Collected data

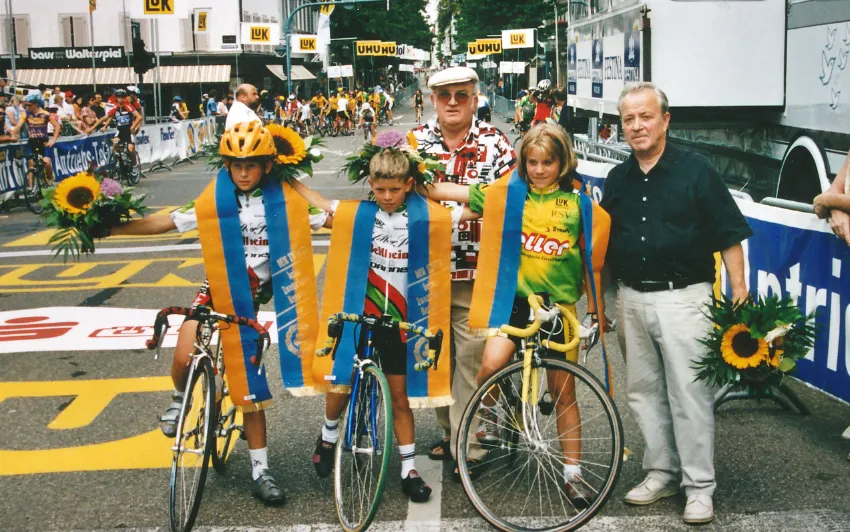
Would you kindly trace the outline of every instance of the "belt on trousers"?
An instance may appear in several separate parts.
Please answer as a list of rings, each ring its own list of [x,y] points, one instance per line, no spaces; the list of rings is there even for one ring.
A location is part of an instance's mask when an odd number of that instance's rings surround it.
[[[701,283],[703,281],[693,277],[682,277],[681,279],[673,281],[627,281],[625,279],[621,279],[620,282],[632,290],[637,290],[638,292],[660,292],[662,290],[678,290],[680,288],[686,288],[692,284]]]

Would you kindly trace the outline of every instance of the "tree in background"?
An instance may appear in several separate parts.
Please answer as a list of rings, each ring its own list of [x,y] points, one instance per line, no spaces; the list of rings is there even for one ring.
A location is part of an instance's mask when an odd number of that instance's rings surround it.
[[[434,35],[428,29],[425,3],[426,0],[392,0],[389,11],[383,3],[358,4],[355,9],[339,5],[331,16],[331,37],[395,41],[430,50]]]
[[[544,19],[553,18],[552,0],[440,0],[437,7],[440,42],[445,38],[452,16],[457,30],[452,45],[454,52],[459,53],[466,51],[466,43],[501,34],[502,30],[536,28]]]

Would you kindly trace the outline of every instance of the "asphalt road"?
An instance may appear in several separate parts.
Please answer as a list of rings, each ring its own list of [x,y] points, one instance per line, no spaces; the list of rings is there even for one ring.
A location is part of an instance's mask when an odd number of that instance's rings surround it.
[[[412,127],[412,109],[398,109],[396,115],[395,129]],[[498,118],[496,123],[505,131],[509,128]],[[338,175],[359,142],[359,137],[326,139],[325,159],[310,185],[331,198],[365,197],[363,187],[351,186]],[[148,205],[172,209],[194,199],[212,177],[197,161],[150,174],[139,188],[148,194]],[[132,309],[188,304],[203,277],[197,235],[111,238],[99,246],[102,253],[78,265],[44,256],[45,235],[24,208],[0,215],[0,321],[5,322],[0,326],[9,325],[9,311],[31,309],[14,317],[47,316],[93,332],[73,341],[60,338],[46,351],[28,350],[26,339],[10,342],[11,348],[0,346],[0,528],[166,529],[169,442],[158,433],[156,420],[169,401],[171,350],[154,361],[142,349],[85,346],[105,336],[108,345],[114,345],[110,342],[116,335],[133,336],[132,328],[98,331],[99,322],[148,325],[139,323]],[[324,265],[328,238],[314,236],[317,265]],[[324,267],[318,272],[321,291]],[[608,296],[613,304],[613,294]],[[65,310],[46,310],[56,307]],[[121,322],[125,317],[126,324]],[[643,446],[622,392],[624,363],[613,339],[609,352],[633,457],[622,470],[614,496],[587,529],[684,530],[682,495],[647,508],[622,502],[625,492],[642,479]],[[247,447],[240,442],[227,472],[210,473],[199,529],[338,529],[332,482],[318,479],[310,461],[322,400],[284,392],[276,378],[275,358],[269,357],[276,397],[268,411],[270,461],[289,502],[270,509],[250,496]],[[598,360],[590,366],[599,374]],[[850,423],[850,408],[799,383],[792,387],[808,404],[810,416],[770,403],[721,407],[717,519],[702,527],[705,530],[850,530],[850,462],[845,458],[850,442],[840,437]],[[418,411],[416,424],[417,451],[424,454],[440,431],[430,411]],[[394,459],[374,529],[488,529],[461,486],[450,480],[448,465],[425,456],[417,462],[435,488],[432,502],[415,508],[408,504],[398,489],[399,465]]]

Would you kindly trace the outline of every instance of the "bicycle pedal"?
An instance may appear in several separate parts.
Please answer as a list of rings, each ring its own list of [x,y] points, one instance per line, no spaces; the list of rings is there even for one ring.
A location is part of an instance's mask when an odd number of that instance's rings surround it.
[[[537,403],[537,408],[540,410],[540,413],[544,416],[552,415],[552,412],[555,410],[555,403],[552,401],[546,401],[545,399],[541,399]]]

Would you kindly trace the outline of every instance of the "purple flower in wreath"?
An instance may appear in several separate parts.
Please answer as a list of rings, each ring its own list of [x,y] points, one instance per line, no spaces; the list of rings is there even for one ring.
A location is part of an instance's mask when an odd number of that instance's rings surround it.
[[[118,194],[124,191],[121,188],[121,183],[115,181],[114,179],[109,179],[108,177],[104,177],[100,180],[100,191],[104,196],[108,198],[114,198]]]
[[[381,131],[375,136],[374,144],[379,148],[401,148],[407,144],[407,137],[400,131]]]

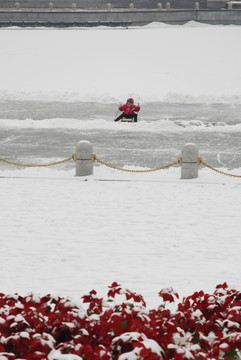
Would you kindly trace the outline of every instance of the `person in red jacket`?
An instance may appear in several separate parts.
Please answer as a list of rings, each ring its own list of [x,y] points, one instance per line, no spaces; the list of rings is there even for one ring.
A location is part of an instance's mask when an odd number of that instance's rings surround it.
[[[134,105],[134,100],[132,98],[127,99],[126,104],[120,105],[119,110],[123,111],[123,113],[118,116],[114,121],[119,121],[122,118],[132,119],[134,118],[134,122],[137,122],[137,112],[140,111],[140,105]]]

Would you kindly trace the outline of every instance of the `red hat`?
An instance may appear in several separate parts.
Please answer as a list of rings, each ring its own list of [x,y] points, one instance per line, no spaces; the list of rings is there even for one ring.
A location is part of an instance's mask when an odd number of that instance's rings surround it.
[[[126,101],[127,103],[129,102],[129,103],[131,103],[131,104],[134,104],[134,99],[132,99],[132,98],[129,98],[129,99],[127,99],[127,101]]]

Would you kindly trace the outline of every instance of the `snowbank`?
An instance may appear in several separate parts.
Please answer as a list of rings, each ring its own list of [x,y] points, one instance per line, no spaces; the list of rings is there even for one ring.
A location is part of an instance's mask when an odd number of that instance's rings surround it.
[[[118,102],[131,95],[142,103],[240,103],[241,50],[230,41],[240,33],[240,26],[193,22],[130,29],[2,29],[1,98]],[[11,77],[5,69],[11,69]]]

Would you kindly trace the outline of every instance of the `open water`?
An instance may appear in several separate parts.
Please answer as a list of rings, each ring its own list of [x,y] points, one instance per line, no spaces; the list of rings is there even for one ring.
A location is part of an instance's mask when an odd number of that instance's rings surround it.
[[[210,165],[241,167],[241,104],[144,103],[136,124],[113,121],[116,103],[2,100],[0,105],[0,157],[8,160],[60,160],[75,152],[79,140],[89,140],[104,161],[153,168],[176,161],[184,144],[194,142]]]

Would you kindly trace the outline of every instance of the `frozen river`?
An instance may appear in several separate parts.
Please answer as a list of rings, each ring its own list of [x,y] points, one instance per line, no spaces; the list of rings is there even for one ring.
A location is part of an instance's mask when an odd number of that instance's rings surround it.
[[[205,162],[227,169],[241,166],[240,104],[144,103],[137,124],[114,123],[116,107],[2,101],[1,156],[25,163],[51,162],[72,155],[76,143],[84,139],[114,165],[152,168],[175,161],[184,144],[194,142]]]

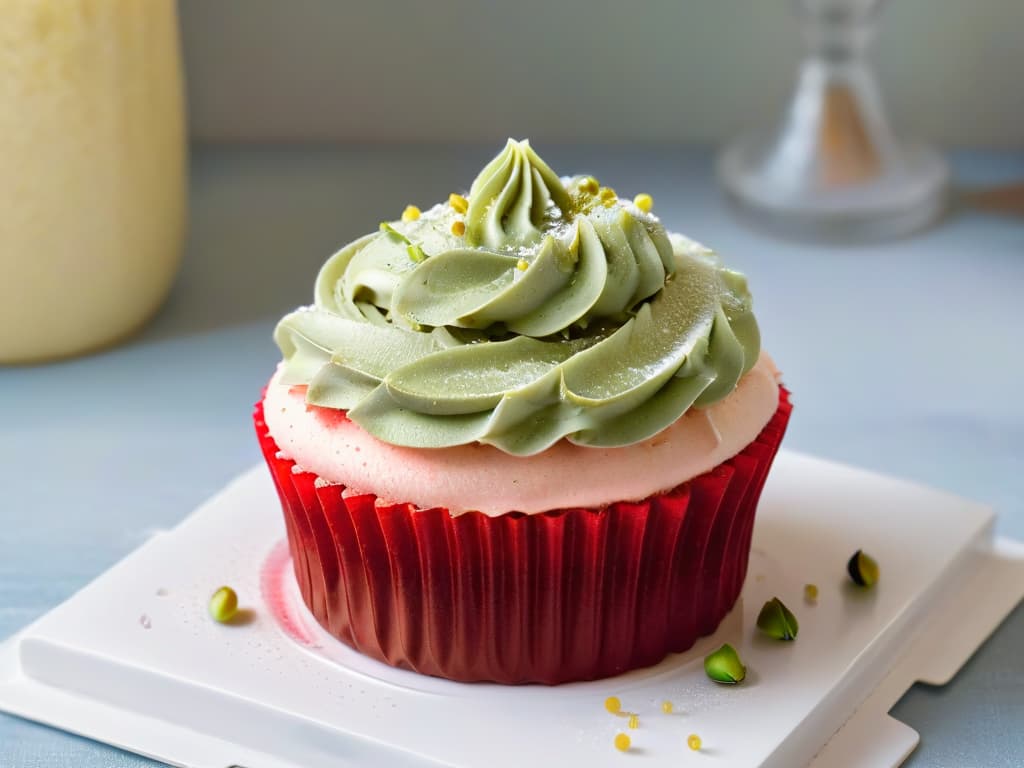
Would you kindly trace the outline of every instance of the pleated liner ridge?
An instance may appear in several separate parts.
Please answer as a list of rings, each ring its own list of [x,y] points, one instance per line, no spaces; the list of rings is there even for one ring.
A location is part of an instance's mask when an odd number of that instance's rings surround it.
[[[791,410],[667,493],[488,517],[381,504],[280,458],[254,419],[303,600],[331,635],[452,680],[557,684],[684,651],[739,596],[754,511]]]

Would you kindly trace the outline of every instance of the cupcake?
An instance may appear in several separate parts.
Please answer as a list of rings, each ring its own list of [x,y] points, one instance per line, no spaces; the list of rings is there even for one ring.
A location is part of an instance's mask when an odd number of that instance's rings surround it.
[[[510,140],[334,254],[255,410],[300,591],[356,650],[556,684],[711,633],[789,416],[746,280]]]

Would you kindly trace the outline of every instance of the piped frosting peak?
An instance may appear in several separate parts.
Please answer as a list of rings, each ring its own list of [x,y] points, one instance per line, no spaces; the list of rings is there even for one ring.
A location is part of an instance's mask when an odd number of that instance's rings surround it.
[[[285,383],[385,442],[527,455],[639,442],[724,398],[758,358],[750,303],[711,251],[510,140],[468,199],[332,256],[275,338]]]
[[[561,179],[530,142],[509,139],[469,189],[466,239],[493,249],[533,245],[570,209]]]

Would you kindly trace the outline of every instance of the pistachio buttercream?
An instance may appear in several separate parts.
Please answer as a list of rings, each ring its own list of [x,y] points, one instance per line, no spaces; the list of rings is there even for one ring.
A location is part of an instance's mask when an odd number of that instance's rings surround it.
[[[733,392],[760,339],[743,276],[645,208],[510,140],[465,197],[327,261],[275,331],[280,382],[397,446],[646,440]]]

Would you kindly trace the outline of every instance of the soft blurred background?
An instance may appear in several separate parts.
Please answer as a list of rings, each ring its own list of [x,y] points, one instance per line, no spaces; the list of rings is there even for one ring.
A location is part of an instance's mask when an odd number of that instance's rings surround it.
[[[717,144],[781,107],[789,0],[182,0],[201,141]],[[1024,3],[895,0],[873,59],[893,121],[1024,142]]]
[[[116,7],[123,20],[144,1],[0,0],[0,101],[24,95],[4,91],[17,53],[5,13],[46,8],[59,18],[80,7],[89,19]],[[25,246],[15,228],[29,219],[10,211],[28,188],[46,191],[43,218],[32,221],[47,236],[73,233],[72,223],[93,232],[111,211],[115,233],[168,216],[171,233],[157,245],[174,249],[159,258],[166,285],[133,321],[149,320],[141,331],[89,356],[0,368],[0,638],[254,464],[249,412],[279,359],[277,318],[309,301],[337,247],[407,203],[464,190],[508,136],[531,138],[561,173],[651,193],[671,229],[748,274],[765,346],[794,391],[789,448],[991,504],[997,530],[1024,539],[1024,3],[885,5],[868,59],[892,124],[950,164],[951,206],[915,234],[829,244],[748,225],[714,169],[729,140],[773,124],[793,91],[805,53],[794,5],[180,0],[190,137],[182,249],[174,173],[147,170],[144,189],[170,199],[140,206],[128,183],[138,174],[123,162],[129,140],[145,157],[148,134],[132,117],[151,114],[145,89],[122,82],[129,70],[146,76],[139,59],[103,49],[114,60],[111,92],[142,94],[123,112],[110,106],[120,96],[91,98],[73,120],[35,133],[24,112],[0,103],[0,280],[9,292],[0,295],[67,320],[72,299],[116,276],[104,259],[117,247],[136,273],[110,282],[105,305],[156,280],[157,256],[123,238],[108,252],[69,235],[52,264]],[[138,24],[118,27],[124,50],[173,42],[167,23]],[[45,44],[49,22],[33,25]],[[73,90],[82,71],[58,75]],[[47,102],[40,114],[66,110]],[[94,135],[89,114],[114,116],[96,141],[83,138]],[[159,121],[173,138],[172,123]],[[75,162],[99,158],[75,172],[80,198],[70,203],[71,160],[54,160],[69,141],[78,142]],[[53,177],[17,170],[29,150]],[[103,185],[90,174],[105,174]],[[26,298],[18,275],[41,280],[46,294]],[[0,341],[39,331],[14,306],[0,301]],[[117,503],[114,486],[145,503]],[[909,765],[1022,764],[1022,644],[1018,608],[951,685],[918,686],[901,701],[894,714],[923,736]],[[2,766],[150,764],[0,715]]]

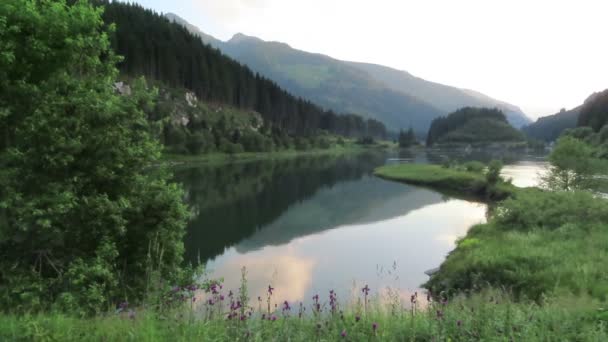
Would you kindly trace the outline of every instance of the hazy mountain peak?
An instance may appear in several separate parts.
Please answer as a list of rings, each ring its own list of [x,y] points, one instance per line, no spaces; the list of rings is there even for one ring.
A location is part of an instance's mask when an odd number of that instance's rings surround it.
[[[174,14],[167,16],[179,18]],[[413,125],[422,132],[435,117],[462,107],[502,109],[516,127],[531,122],[517,106],[477,91],[430,82],[382,65],[300,51],[282,42],[267,42],[243,33],[222,42],[179,19],[172,20],[290,92],[327,109],[379,119],[394,131]]]

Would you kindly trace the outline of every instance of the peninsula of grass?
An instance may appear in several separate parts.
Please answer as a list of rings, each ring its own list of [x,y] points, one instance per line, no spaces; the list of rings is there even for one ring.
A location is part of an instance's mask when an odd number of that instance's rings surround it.
[[[428,187],[439,192],[478,200],[496,201],[515,191],[508,182],[498,179],[490,184],[484,167],[441,166],[432,164],[393,164],[377,168],[374,175],[392,181]]]

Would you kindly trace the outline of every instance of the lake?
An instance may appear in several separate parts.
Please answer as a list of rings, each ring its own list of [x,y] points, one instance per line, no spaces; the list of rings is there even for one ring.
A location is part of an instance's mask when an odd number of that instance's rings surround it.
[[[349,301],[369,285],[376,295],[409,300],[487,207],[372,175],[385,163],[489,160],[491,153],[370,152],[341,157],[197,165],[175,171],[195,216],[186,258],[206,262],[227,289],[247,270],[249,294],[310,302],[330,290]],[[538,184],[542,156],[506,157],[503,175]]]

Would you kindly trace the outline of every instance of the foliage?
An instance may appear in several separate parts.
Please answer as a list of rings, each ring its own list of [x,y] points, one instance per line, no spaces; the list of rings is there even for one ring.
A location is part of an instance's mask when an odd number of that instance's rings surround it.
[[[585,101],[578,117],[578,126],[591,127],[598,132],[608,124],[608,89],[593,94]]]
[[[513,128],[502,111],[465,107],[431,123],[426,143],[492,143],[522,141],[521,132]]]
[[[555,145],[549,156],[551,166],[544,177],[545,185],[554,190],[572,190],[591,188],[595,183],[595,174],[602,169],[602,161],[594,156],[591,145],[580,139],[588,139],[593,132],[577,129],[565,133]]]
[[[500,160],[492,160],[488,164],[486,171],[486,181],[489,186],[495,186],[500,181],[500,171],[502,170],[502,162]]]
[[[182,274],[188,217],[143,108],[113,89],[118,60],[85,1],[0,3],[0,307],[82,314]],[[24,42],[27,42],[25,44]]]

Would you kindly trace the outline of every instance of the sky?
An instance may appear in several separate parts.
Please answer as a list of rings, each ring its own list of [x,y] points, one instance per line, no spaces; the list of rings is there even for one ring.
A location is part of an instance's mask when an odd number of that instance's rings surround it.
[[[386,65],[531,118],[608,88],[608,0],[137,0],[228,40],[238,32]]]

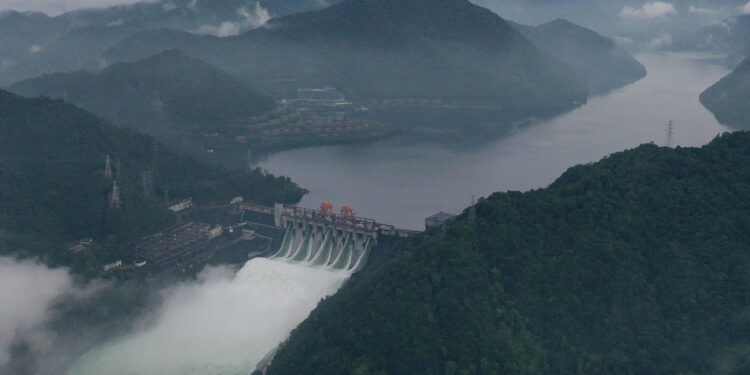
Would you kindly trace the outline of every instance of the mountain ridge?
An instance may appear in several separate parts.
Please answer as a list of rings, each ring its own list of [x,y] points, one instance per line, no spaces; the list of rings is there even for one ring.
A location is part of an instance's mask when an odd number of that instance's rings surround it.
[[[750,58],[702,92],[700,101],[722,124],[750,129]]]
[[[277,99],[300,87],[332,86],[359,102],[481,102],[506,119],[519,119],[574,108],[588,94],[570,68],[465,0],[350,0],[221,40],[152,31],[122,41],[104,57],[127,61],[168,48],[219,66]]]
[[[43,75],[10,90],[66,99],[113,123],[150,134],[246,119],[276,105],[237,77],[179,50],[99,71]]]
[[[267,373],[744,374],[748,165],[750,133],[724,134],[480,199],[354,275]]]

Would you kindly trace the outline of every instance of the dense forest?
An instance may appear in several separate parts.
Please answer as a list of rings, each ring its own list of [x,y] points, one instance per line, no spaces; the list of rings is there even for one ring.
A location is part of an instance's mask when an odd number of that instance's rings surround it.
[[[121,191],[119,209],[109,208],[107,155]],[[288,178],[200,163],[63,101],[0,91],[0,253],[20,249],[80,270],[131,259],[134,239],[174,222],[166,199],[212,205],[242,195],[271,204],[297,202],[303,194]],[[94,259],[63,250],[81,238],[102,246],[90,254]]]
[[[569,67],[466,0],[349,0],[228,38],[150,30],[103,56],[130,61],[168,48],[276,98],[299,87],[332,86],[355,101],[446,100],[518,119],[559,113],[588,95]]]
[[[652,144],[496,193],[373,258],[286,374],[746,374],[750,133]]]
[[[334,2],[156,0],[86,7],[57,16],[41,12],[2,12],[0,85],[45,73],[99,67],[103,51],[143,30],[168,28],[229,36],[260,26],[265,17],[320,9]],[[34,48],[30,53],[31,46]]]
[[[149,134],[208,133],[276,106],[239,78],[177,50],[97,72],[47,74],[18,82],[10,91],[64,99],[116,125]]]
[[[750,129],[750,58],[704,91],[700,99],[722,124]]]
[[[602,94],[646,76],[641,65],[612,39],[570,21],[556,19],[533,27],[511,23],[544,52],[564,62]]]

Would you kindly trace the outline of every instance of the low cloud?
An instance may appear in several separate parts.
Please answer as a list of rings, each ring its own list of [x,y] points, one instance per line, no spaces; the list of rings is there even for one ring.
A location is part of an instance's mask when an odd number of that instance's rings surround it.
[[[349,274],[256,258],[164,291],[141,329],[81,357],[70,375],[248,374]]]
[[[691,5],[690,8],[688,8],[688,12],[691,14],[699,15],[699,16],[715,16],[719,13],[721,13],[723,9],[713,9],[713,8],[701,8],[697,7],[695,5]]]
[[[742,14],[750,14],[750,1],[740,7],[740,13]]]
[[[19,338],[44,342],[42,325],[50,306],[72,291],[73,279],[65,269],[0,258],[0,368],[10,361]]]
[[[662,47],[667,47],[672,44],[672,35],[668,33],[662,33],[656,38],[652,39],[649,43],[650,47],[653,49],[659,49]]]
[[[39,53],[39,52],[42,52],[42,51],[44,51],[44,47],[42,47],[40,45],[37,45],[37,44],[34,44],[31,47],[29,47],[29,53],[30,54],[35,54],[35,53]]]
[[[255,3],[255,8],[252,10],[249,10],[247,7],[238,9],[237,15],[239,16],[238,21],[226,21],[219,25],[203,25],[198,29],[198,33],[215,35],[222,38],[234,36],[247,30],[257,29],[271,19],[268,9],[264,8],[260,3]]]
[[[664,1],[652,1],[640,7],[626,6],[620,16],[627,19],[655,19],[677,14],[674,4]]]
[[[105,8],[140,1],[142,0],[0,0],[0,10],[39,11],[50,15],[58,15],[80,8]]]

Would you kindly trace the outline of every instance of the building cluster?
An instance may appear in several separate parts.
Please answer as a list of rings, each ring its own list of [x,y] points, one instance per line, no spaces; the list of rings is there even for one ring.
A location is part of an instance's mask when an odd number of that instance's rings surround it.
[[[446,103],[442,99],[418,99],[418,98],[399,98],[399,99],[372,99],[370,104],[377,105],[412,105],[412,106],[443,106]]]
[[[221,226],[188,223],[141,239],[136,245],[137,257],[155,270],[189,268],[211,258],[211,242],[222,234]]]

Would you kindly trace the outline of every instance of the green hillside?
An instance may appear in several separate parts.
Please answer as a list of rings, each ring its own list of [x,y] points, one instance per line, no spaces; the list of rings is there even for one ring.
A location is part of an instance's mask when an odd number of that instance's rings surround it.
[[[700,96],[722,124],[750,129],[750,58]]]
[[[570,21],[514,26],[544,52],[573,68],[588,82],[592,94],[606,93],[646,76],[646,68],[614,41]]]
[[[108,207],[107,155],[122,191],[116,210]],[[153,175],[152,193],[143,189],[144,172]],[[20,250],[69,264],[64,245],[94,238],[109,249],[97,261],[131,259],[133,239],[174,222],[163,203],[166,188],[172,200],[192,197],[199,204],[238,195],[296,202],[304,193],[288,178],[226,171],[175,154],[63,101],[0,91],[0,253]]]
[[[750,133],[496,193],[381,257],[269,374],[746,374]]]
[[[230,38],[152,30],[104,56],[127,61],[169,48],[277,99],[331,86],[363,103],[420,99],[442,103],[438,110],[489,108],[502,122],[556,114],[588,95],[570,68],[466,0],[348,0]]]
[[[275,106],[273,99],[255,93],[239,78],[177,50],[97,72],[43,75],[10,90],[65,99],[147,133],[246,121]]]

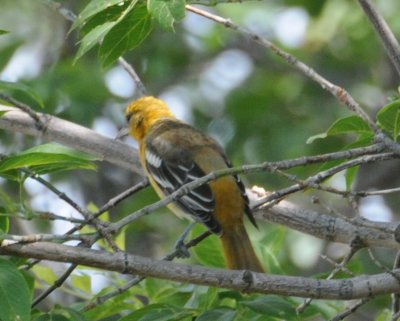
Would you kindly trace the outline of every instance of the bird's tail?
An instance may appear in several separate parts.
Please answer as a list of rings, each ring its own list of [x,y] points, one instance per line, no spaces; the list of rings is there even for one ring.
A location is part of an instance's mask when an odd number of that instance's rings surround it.
[[[234,229],[224,229],[220,238],[228,268],[264,272],[243,224]]]

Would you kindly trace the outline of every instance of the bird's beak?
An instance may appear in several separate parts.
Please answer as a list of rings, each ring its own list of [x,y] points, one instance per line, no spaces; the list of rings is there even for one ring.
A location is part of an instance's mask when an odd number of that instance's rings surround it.
[[[117,136],[115,137],[115,139],[116,140],[121,140],[121,139],[125,138],[128,135],[129,135],[129,128],[127,126],[126,127],[122,127],[119,130],[119,132],[118,132]]]

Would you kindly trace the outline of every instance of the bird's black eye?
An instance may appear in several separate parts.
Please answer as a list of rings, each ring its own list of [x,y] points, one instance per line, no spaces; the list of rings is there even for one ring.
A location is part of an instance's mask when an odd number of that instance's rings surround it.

• REQUIREMENT:
Scan the data above for the string "bird" and copy each line where it appears.

• TASK OUTPUT:
Would you kindly trace the outline of every instance of the bird's tail?
Would you kindly trace the outline of every instance of the bird's beak?
Would you kindly trace the outline of every instance of the bird's black eye?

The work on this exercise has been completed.